Source data
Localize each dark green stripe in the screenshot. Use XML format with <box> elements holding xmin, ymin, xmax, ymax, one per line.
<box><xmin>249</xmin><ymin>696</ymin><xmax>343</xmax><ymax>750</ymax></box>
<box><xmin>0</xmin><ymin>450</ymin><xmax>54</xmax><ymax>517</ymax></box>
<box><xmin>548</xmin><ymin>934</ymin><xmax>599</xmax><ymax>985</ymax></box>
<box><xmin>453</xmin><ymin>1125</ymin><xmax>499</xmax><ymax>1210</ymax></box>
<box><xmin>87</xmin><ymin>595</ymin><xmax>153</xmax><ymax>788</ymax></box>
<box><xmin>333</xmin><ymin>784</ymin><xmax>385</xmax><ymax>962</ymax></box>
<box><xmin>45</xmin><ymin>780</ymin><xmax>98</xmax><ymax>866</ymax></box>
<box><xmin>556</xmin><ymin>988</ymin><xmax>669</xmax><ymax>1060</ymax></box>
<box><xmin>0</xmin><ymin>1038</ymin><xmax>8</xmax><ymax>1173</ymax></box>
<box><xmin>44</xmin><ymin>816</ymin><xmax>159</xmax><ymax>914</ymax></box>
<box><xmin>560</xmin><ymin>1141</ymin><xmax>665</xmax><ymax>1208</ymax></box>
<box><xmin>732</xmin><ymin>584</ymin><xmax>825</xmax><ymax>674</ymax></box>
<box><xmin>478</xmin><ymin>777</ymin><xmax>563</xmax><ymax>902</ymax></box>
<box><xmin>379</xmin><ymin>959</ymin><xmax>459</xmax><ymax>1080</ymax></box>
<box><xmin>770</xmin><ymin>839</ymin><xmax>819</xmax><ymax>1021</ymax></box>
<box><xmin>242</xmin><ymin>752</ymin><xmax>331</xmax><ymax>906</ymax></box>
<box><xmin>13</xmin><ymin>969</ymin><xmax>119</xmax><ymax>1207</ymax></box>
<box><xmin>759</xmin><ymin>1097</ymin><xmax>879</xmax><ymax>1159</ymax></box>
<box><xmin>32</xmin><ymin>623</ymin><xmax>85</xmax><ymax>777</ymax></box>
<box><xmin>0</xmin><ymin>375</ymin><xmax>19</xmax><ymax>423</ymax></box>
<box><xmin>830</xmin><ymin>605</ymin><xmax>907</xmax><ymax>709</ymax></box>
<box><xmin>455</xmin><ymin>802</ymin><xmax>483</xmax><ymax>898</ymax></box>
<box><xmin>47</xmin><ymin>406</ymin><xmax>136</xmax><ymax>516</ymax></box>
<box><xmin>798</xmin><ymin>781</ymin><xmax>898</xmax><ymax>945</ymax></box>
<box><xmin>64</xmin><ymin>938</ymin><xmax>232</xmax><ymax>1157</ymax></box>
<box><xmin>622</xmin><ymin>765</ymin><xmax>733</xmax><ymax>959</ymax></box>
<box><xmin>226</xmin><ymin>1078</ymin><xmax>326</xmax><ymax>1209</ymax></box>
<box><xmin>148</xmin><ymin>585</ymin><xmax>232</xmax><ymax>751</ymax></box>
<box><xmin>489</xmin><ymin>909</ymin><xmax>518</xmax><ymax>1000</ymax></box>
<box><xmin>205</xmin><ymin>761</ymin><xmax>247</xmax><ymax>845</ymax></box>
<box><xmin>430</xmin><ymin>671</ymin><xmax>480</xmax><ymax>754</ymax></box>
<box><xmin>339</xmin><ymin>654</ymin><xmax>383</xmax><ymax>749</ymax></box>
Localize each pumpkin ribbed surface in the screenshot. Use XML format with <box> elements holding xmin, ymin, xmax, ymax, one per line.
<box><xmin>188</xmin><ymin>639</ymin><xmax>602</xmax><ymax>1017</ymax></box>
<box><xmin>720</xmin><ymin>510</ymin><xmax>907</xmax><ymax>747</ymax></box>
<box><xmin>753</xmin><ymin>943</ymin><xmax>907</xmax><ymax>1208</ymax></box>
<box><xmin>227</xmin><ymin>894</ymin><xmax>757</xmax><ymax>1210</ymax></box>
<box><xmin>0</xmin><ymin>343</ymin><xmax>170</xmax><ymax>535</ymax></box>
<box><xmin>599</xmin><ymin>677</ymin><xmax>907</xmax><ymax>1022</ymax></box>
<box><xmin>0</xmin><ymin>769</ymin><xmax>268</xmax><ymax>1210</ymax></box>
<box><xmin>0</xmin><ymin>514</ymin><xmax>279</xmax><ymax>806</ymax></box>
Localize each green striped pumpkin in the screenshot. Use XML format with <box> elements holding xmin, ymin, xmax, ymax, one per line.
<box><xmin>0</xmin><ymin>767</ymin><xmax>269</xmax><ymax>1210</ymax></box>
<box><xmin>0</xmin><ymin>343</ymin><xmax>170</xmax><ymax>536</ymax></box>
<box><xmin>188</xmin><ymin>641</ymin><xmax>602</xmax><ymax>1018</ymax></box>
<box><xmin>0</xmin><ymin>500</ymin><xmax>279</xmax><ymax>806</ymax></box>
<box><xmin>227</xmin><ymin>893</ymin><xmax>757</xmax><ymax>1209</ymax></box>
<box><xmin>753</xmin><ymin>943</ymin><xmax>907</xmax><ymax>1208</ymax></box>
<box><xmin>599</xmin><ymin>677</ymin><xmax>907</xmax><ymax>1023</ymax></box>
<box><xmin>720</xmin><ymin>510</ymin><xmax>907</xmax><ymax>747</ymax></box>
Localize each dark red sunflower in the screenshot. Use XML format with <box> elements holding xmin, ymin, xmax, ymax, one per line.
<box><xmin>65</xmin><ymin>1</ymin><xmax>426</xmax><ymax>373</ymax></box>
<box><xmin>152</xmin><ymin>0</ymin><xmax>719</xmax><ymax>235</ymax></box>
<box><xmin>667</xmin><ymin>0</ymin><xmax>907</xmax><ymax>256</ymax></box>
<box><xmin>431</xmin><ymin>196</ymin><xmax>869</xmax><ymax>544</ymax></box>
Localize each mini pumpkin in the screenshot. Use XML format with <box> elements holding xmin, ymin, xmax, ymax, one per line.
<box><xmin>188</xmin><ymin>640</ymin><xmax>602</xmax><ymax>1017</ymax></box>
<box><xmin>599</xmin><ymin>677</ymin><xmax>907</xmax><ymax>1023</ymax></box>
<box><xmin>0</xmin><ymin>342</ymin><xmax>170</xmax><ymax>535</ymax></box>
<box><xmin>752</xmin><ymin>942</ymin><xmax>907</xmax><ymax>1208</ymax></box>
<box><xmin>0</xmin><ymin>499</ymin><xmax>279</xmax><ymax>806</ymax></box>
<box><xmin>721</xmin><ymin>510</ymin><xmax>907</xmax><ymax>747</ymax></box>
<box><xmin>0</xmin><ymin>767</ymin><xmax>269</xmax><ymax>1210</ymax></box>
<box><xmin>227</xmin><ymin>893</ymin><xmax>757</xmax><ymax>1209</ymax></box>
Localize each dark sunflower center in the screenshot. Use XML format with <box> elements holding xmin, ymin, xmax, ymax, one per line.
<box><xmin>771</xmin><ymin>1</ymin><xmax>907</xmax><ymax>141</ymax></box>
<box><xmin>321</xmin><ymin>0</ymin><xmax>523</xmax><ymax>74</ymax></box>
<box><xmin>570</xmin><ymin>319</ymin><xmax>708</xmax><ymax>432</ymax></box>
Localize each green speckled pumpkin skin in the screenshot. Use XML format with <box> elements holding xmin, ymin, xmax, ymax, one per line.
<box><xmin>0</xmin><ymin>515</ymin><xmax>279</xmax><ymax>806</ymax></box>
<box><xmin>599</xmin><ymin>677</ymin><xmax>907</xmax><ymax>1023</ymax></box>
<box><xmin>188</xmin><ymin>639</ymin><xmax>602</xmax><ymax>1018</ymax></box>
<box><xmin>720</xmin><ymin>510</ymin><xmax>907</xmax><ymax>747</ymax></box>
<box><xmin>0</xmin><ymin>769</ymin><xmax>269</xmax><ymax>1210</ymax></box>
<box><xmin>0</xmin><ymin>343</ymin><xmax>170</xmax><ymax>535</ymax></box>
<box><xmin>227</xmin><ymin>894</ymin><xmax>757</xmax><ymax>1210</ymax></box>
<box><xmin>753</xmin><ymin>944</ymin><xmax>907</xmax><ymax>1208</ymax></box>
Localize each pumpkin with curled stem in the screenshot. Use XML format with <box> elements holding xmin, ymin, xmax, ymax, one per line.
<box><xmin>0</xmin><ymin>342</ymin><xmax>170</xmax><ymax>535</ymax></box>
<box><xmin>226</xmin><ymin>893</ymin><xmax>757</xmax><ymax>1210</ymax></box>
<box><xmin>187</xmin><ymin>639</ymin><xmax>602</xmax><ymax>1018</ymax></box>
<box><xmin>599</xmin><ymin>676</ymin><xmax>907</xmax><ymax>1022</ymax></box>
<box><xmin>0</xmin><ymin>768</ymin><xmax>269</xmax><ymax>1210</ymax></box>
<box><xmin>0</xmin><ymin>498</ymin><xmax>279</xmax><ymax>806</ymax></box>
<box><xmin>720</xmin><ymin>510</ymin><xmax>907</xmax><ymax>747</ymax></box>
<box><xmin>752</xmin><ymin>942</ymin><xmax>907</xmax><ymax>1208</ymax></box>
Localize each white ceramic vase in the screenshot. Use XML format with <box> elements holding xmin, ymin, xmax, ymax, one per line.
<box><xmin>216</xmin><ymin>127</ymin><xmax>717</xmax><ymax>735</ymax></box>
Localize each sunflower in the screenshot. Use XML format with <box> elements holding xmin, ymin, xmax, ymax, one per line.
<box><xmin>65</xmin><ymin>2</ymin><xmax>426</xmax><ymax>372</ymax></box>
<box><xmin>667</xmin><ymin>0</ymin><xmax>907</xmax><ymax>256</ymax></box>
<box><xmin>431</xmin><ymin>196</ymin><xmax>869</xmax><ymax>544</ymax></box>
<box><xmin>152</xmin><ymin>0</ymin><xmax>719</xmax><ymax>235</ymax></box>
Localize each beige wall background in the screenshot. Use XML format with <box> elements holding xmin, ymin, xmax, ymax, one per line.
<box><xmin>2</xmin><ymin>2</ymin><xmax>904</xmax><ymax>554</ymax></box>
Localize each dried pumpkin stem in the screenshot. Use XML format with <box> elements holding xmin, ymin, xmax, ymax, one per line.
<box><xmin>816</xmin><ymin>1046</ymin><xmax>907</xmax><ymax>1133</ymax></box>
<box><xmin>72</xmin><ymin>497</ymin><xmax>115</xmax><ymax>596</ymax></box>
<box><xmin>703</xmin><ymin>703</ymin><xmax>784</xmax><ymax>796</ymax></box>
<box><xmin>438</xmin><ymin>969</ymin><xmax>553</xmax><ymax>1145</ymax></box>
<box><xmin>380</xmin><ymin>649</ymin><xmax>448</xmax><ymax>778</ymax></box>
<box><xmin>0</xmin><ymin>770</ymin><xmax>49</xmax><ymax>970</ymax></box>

Your task |
Return, word for word, every line from the line with "Localize each dried" to the final line of the data.

Answer section |
Localize each dried pumpkin stem in the screenshot. Use XML format with <box> elements holding xmin, ymin, xmax, ymax, one per line.
<box><xmin>816</xmin><ymin>1046</ymin><xmax>907</xmax><ymax>1133</ymax></box>
<box><xmin>72</xmin><ymin>497</ymin><xmax>115</xmax><ymax>596</ymax></box>
<box><xmin>703</xmin><ymin>703</ymin><xmax>784</xmax><ymax>796</ymax></box>
<box><xmin>438</xmin><ymin>969</ymin><xmax>553</xmax><ymax>1145</ymax></box>
<box><xmin>380</xmin><ymin>649</ymin><xmax>448</xmax><ymax>778</ymax></box>
<box><xmin>0</xmin><ymin>770</ymin><xmax>49</xmax><ymax>970</ymax></box>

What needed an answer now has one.